COMPLETE THE FOLLOWING:
**1.** Could you repeat word for word the portion of the Iron Gates Mesolithic text starting with "Scientific dating methods" and going on through "the principal sites."?
**2.** How would the Iron Gates Mesolithic text go on? Write its next part, starting right after its last sentence.

ARTICLE:

The majority of the known sites occur in the zone where the Danube has cut a series of deep gorges through the southern arm of the Carpathian Mountains. Rapids and whirlpools were a feature of this section of the river prior to dam closure. Sites have also been found downriver, in the more open section of the Danube Valley between the Iron Gates I and II dams. In spite of the contrast in physical setting, the archaeological records of the two zones show many similarities.

Scientific dating methods such as radiocarbon were not easily available at the time of the investigations, and excavators relied mainly on artifact typology and stratigraphy to date their sites. Since the 1990s research on surviving archaeological collections, involving AMS radiocarbon dating and other forms of scientific analysis, has led to a reassessment of the relative and absolute chronologies of the principal sites.


Some archaeologists have argued that the Iron Gates Mesolithic exhibits a trend toward increasing social complexity and sedentism, culminating in the Late Mesolithic "Lepenski Vir culture" between c. 7000 and 5500 b.c. However, this view seems to owe more to the archaeologists' expectations than to sound archaeological evidence. It has yet to be demonstrated by, for example, seasonality studies of animal and plant remains or direct evidence of food storage that any of the Iron Gates sites were permanent, year-round settlements. Moreover, although Lepenski Vir has come to epitomize the Iron Gates Mesolithic, many of the archaeological "indicators" of complexity there—including much of the sophisticated architecture, art, and evidence of participation in long-distance exchange networks—probably date to a time when agriculture had a significant impact on the Iron Gates economy.

In fact there is no clear pattern of temporal change in the Iron Gates Mesolithic. The early stages are very poorly documented. Use of caves and rock shelters on the Romanian bank can be traced back to the Late Glacial period, c. 12,000 b.c. An open-air settlement had been established at Vlasac shortly after 9500 b.c., and there were occupations at Padina and Lepenski Vir by the early eighth millennium b.c. The duration of these Early Mesolithic settlements is unknown, and few architectural or other remains survive.

The character of Mesolithic settlement in the Iron Gates region is best represented at Vlasac on the Serbian bank of the Danube and Schela Cladovei in Romania. The evidence from these two sites relates mainly to a restricted period of the Late Mesolithic between 7100 and 6300 b.c. The inhabitants appear to have lived in trapezoidal "pit" houses. Hearths consisting of rectangular pits lined with stone slabs were found in some of the houses, but there were no other internal divisions. Sometimes the hearths were all that survived of the houses.

Rows from a pointing dataset:
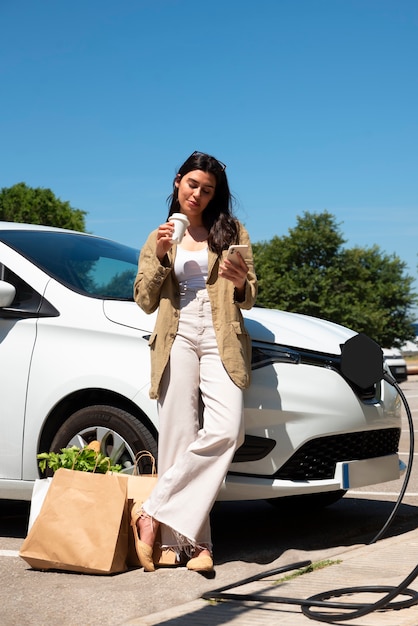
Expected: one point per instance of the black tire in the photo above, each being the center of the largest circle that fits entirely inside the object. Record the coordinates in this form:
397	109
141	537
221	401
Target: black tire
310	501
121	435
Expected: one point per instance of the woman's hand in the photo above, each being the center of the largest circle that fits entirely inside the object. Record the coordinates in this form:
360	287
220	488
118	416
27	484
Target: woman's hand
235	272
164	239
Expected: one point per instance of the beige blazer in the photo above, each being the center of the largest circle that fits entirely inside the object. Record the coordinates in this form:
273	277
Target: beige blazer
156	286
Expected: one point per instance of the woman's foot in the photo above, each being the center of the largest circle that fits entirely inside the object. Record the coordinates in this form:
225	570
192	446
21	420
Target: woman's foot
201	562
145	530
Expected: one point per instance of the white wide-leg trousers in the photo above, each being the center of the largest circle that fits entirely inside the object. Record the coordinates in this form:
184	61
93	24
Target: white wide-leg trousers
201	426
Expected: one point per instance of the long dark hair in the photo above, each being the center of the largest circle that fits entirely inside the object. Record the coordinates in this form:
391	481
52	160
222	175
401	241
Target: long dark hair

--

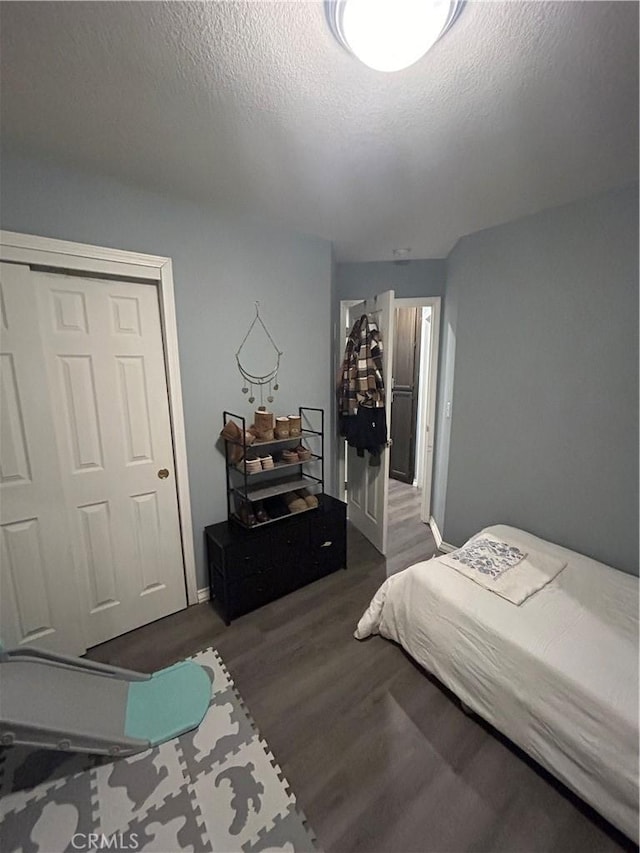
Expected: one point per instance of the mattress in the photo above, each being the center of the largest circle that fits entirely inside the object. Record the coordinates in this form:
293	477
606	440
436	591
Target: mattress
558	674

---

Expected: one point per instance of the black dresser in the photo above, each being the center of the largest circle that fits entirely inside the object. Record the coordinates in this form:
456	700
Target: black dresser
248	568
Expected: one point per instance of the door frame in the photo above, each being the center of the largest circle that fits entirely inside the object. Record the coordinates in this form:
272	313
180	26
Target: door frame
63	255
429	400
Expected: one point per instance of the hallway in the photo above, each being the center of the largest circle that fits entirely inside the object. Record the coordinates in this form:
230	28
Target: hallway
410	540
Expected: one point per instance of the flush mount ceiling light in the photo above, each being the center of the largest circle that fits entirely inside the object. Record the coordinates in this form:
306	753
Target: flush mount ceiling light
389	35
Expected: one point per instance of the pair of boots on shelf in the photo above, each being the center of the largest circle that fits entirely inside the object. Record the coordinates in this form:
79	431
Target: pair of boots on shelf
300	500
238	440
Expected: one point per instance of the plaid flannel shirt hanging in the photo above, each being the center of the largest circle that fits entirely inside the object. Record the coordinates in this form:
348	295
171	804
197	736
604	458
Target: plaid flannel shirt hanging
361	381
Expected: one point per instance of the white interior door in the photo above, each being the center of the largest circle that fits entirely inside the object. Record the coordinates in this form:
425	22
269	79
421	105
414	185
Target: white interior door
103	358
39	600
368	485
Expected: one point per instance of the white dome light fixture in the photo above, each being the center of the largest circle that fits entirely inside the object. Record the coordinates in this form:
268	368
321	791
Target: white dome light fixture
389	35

ANSWERS TO THE PROBLEMS:
**1.**
Scientific dating methods such as radiocarbon were not easily available at the time of the investigations, and excavators relied mainly on artifact typology and stratigraphy to date their sites. Since the 1990s research on surviving archaeological collections, involving AMS radiocarbon dating and other forms of scientific analysis, has led to a reassessment of the relative and absolute chronologies of the principal sites.

**2.**
Burials are an important feature of both sites and occur within the confines of the settlements rather than in formal cemeteries. Eighty-five graves containing the remains of more than one hundred individuals were found at Vlasac, and more than sixty graves have been excavated at Schela Cladovei. Single inhumation was the norm; the dead were placed in simple earthen graves, often lying extended on their backs, but sometimes laid on one side with the legs and arms flexed. The skull was sometimes buried separately and, occasionally, groups of skulls have been found. There is persuasive evidence for the deliberate disposal of individual human bones, groups of disarticulated bones, and body parts still held together by soft tissue, probably linked to practice of excarnation—where the corpse is first exposed to allow the flesh to either rot away or be removed by scavengers. Excarnated bones were either buried separately or added to graves containing an intact body (fig. 1). Ivana Radovanović in The Iron Gates Mesolithic (1996) has suggested that excarnation was reserved for individuals of higher status. However, apart from the presence of red ochre in many graves, burial goods are few and provide no clear evidence of social distinctions within the communities. Bones of dogs, the only domestic animal of this period, have been found in association with human remains at Vlasac, and there is one possible example of the separate burial of a dog—a practice known from the Mesolithic elsewhere in Europe.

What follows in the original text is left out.